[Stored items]
^^^^^^^^
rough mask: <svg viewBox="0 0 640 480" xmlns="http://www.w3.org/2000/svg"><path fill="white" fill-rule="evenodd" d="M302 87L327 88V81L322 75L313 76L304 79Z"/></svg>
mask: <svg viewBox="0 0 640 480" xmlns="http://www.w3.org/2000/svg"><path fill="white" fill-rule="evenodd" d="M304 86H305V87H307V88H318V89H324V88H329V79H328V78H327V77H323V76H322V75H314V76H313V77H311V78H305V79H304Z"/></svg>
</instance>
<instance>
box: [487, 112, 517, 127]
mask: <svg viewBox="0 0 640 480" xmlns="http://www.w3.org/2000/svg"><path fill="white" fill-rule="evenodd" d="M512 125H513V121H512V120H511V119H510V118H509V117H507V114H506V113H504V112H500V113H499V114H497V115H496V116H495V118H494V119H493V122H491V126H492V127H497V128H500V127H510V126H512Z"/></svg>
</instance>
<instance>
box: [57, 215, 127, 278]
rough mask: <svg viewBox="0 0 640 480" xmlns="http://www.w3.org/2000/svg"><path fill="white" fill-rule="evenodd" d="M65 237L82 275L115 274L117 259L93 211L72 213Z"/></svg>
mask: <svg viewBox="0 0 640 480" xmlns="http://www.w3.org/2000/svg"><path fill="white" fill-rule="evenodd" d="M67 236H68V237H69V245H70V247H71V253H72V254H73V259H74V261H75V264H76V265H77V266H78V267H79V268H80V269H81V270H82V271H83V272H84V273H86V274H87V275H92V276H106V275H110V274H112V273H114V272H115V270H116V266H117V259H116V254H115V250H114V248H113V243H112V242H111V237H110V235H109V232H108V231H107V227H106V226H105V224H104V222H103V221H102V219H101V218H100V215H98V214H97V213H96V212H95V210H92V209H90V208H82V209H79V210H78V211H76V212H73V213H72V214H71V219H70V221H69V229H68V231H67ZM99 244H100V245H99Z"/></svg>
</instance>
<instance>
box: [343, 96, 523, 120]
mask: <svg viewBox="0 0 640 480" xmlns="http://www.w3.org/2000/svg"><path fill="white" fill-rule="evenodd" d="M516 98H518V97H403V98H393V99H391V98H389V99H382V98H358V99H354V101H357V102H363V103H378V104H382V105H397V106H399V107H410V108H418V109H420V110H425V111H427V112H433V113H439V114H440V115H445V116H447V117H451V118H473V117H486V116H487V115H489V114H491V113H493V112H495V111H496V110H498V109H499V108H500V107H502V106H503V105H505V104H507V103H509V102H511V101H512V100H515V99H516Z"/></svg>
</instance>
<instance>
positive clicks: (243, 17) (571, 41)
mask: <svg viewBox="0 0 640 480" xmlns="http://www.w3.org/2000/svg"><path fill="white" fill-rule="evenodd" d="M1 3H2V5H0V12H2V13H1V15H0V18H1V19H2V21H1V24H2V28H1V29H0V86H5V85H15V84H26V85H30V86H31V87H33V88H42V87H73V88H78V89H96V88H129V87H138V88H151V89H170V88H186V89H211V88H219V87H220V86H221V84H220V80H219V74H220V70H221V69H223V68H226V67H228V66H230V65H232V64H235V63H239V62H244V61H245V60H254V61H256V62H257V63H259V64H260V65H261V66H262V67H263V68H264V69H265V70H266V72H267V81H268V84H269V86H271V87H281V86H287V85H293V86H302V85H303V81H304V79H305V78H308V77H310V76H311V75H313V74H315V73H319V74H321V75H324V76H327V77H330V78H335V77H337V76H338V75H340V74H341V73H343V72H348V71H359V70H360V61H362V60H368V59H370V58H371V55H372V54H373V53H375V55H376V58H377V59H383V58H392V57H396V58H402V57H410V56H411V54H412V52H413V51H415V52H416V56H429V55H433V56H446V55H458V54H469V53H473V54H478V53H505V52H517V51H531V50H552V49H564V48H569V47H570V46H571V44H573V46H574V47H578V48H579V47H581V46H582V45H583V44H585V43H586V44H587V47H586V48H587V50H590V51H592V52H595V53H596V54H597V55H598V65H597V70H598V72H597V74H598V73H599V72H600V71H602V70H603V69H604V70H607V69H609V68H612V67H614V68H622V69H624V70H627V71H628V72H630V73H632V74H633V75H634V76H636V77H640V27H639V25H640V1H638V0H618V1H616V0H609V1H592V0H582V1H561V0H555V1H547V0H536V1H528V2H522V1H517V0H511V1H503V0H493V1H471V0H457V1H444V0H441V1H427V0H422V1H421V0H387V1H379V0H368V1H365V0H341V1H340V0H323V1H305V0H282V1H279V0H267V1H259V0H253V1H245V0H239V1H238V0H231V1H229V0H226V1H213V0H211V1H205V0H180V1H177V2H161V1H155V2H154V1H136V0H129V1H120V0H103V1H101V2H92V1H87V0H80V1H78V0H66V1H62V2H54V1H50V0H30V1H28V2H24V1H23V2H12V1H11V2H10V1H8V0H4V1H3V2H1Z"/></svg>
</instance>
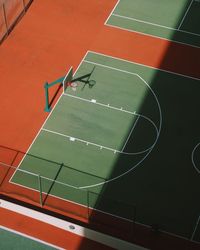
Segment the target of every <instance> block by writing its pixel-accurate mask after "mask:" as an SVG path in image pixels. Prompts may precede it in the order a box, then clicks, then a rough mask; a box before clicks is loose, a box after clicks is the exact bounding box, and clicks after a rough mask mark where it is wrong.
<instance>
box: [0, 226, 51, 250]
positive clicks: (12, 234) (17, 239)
mask: <svg viewBox="0 0 200 250" xmlns="http://www.w3.org/2000/svg"><path fill="white" fill-rule="evenodd" d="M0 249H4V250H9V249H15V250H21V249H29V250H34V249H38V250H53V249H55V248H53V247H51V246H48V245H45V244H44V243H43V242H41V241H38V240H37V241H36V240H34V239H33V238H29V237H28V236H25V235H23V234H20V233H18V232H15V231H13V230H11V231H10V230H8V229H6V228H0Z"/></svg>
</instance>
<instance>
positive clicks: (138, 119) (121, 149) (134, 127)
mask: <svg viewBox="0 0 200 250" xmlns="http://www.w3.org/2000/svg"><path fill="white" fill-rule="evenodd" d="M139 118H140V116H138V117H137V119H136V121H135V123H134V125H133V127H132V129H131V131H130V133H129V135H128V137H127V139H126V141H125V143H124V146H123V148H122V149H121V152H123V151H124V149H125V147H126V144H127V143H128V141H129V138H130V137H131V134H132V132H133V130H134V129H135V127H136V124H137V122H138V120H139Z"/></svg>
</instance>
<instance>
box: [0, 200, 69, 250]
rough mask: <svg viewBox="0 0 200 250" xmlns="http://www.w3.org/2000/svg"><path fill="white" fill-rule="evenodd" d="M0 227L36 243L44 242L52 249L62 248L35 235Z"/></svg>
mask: <svg viewBox="0 0 200 250" xmlns="http://www.w3.org/2000/svg"><path fill="white" fill-rule="evenodd" d="M0 203H2V200H0ZM4 203H5V202H4V201H3V204H4ZM4 205H5V204H4ZM0 207H1V205H0ZM6 209H7V208H6ZM12 211H13V210H12ZM14 212H15V211H14ZM0 229H2V230H5V231H8V232H10V233H13V234H17V235H20V236H22V237H24V238H27V239H29V240H33V241H36V242H38V243H41V244H44V245H46V246H49V247H52V248H54V249H58V250H64V248H61V247H58V246H56V245H53V244H50V243H48V242H46V241H43V240H40V239H38V238H35V237H33V236H30V235H28V234H24V233H21V232H18V231H16V230H13V229H10V228H7V227H4V226H1V225H0ZM13 249H15V248H14V246H13Z"/></svg>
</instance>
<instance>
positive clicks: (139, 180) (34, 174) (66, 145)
mask: <svg viewBox="0 0 200 250" xmlns="http://www.w3.org/2000/svg"><path fill="white" fill-rule="evenodd" d="M90 72H91V75H90ZM87 75H90V77H89V79H87V80H88V81H85V77H84V76H87ZM73 82H75V83H76V84H77V87H76V91H73V90H72V89H71V88H70V87H67V89H66V90H65V91H64V92H63V94H62V96H61V98H60V99H59V101H58V103H57V104H56V106H55V107H54V109H53V110H52V112H51V113H50V115H49V117H48V119H47V120H46V122H45V123H44V125H43V127H42V128H41V131H40V132H39V134H38V136H37V137H36V139H35V141H34V142H33V144H32V145H31V147H30V150H29V152H28V153H29V155H27V156H26V157H25V158H24V159H23V161H22V162H21V164H20V166H19V168H18V170H17V171H16V172H15V174H14V175H13V177H12V179H11V181H12V182H14V183H16V184H19V185H22V186H26V187H28V188H31V189H34V190H39V189H40V191H42V192H43V193H46V194H48V195H49V196H50V195H53V196H56V197H58V198H61V199H65V200H70V201H73V202H76V203H78V204H81V205H84V206H87V205H88V199H89V206H90V207H93V208H95V209H98V210H102V211H105V212H107V213H110V214H113V215H117V216H120V217H122V218H126V219H130V220H132V219H134V220H136V221H137V222H140V223H143V224H146V225H152V224H158V225H160V226H161V228H162V229H163V230H165V231H168V232H170V233H174V234H178V235H181V236H183V237H187V238H190V237H191V235H192V234H193V233H194V234H193V236H192V237H193V239H195V240H200V235H199V234H196V232H198V228H197V229H196V230H195V232H194V229H195V225H196V222H197V219H198V217H199V212H200V202H199V195H200V193H199V190H200V182H199V173H198V168H199V169H200V166H198V162H199V161H198V154H197V152H198V147H197V146H198V145H199V141H200V138H198V131H199V127H200V121H199V119H197V117H198V111H197V110H198V109H197V107H199V105H200V101H199V93H200V84H199V79H195V78H191V77H186V76H183V75H178V74H174V73H170V72H166V71H161V70H158V69H154V68H150V67H146V66H144V65H139V64H135V63H132V62H128V61H124V60H120V59H117V58H112V57H108V56H106V55H100V54H97V53H92V52H88V53H87V54H86V56H85V58H84V59H83V61H82V62H81V64H80V66H79V68H78V70H77V71H76V73H75V75H74V77H73ZM90 82H93V83H94V84H93V85H92V86H90V85H89V83H90ZM39 183H40V184H39ZM88 191H89V192H90V193H89V197H88ZM109 197H110V198H109ZM115 201H116V202H117V203H115ZM116 204H118V205H117V207H118V211H116ZM133 211H136V214H135V215H133ZM133 216H136V217H134V218H133ZM199 226H200V225H199Z"/></svg>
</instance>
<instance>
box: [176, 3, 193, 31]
mask: <svg viewBox="0 0 200 250" xmlns="http://www.w3.org/2000/svg"><path fill="white" fill-rule="evenodd" d="M192 4H193V0H192V1H191V2H190V5H189V6H188V8H187V10H186V12H185V15H184V16H183V18H182V20H181V22H180V24H179V26H178V30H180V28H181V26H182V24H183V22H184V21H185V18H186V16H187V14H188V12H189V10H190V8H191V6H192Z"/></svg>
^^^^^^^^
> **WORK ITEM**
Up to and including the line with "box: [57, 215, 127, 278]", please return the records exactly, beginning from their first line.

> **RESPONSE TO THE EXERCISE**
rough mask: <svg viewBox="0 0 640 480" xmlns="http://www.w3.org/2000/svg"><path fill="white" fill-rule="evenodd" d="M302 87L327 88V81L322 75L313 76L304 79Z"/></svg>
mask: <svg viewBox="0 0 640 480" xmlns="http://www.w3.org/2000/svg"><path fill="white" fill-rule="evenodd" d="M304 86H305V87H307V88H318V89H324V88H329V79H328V78H327V77H323V76H322V75H314V76H313V77H311V78H305V79H304Z"/></svg>
</instance>
<instance>
box: [487, 112, 517, 127]
mask: <svg viewBox="0 0 640 480" xmlns="http://www.w3.org/2000/svg"><path fill="white" fill-rule="evenodd" d="M512 125H513V121H512V120H511V119H510V118H509V117H507V114H506V113H504V112H500V113H499V114H497V115H496V116H495V118H494V119H493V122H491V126H492V127H497V128H500V127H510V126H512Z"/></svg>
</instance>
<instance>
box: [57, 215, 127, 278]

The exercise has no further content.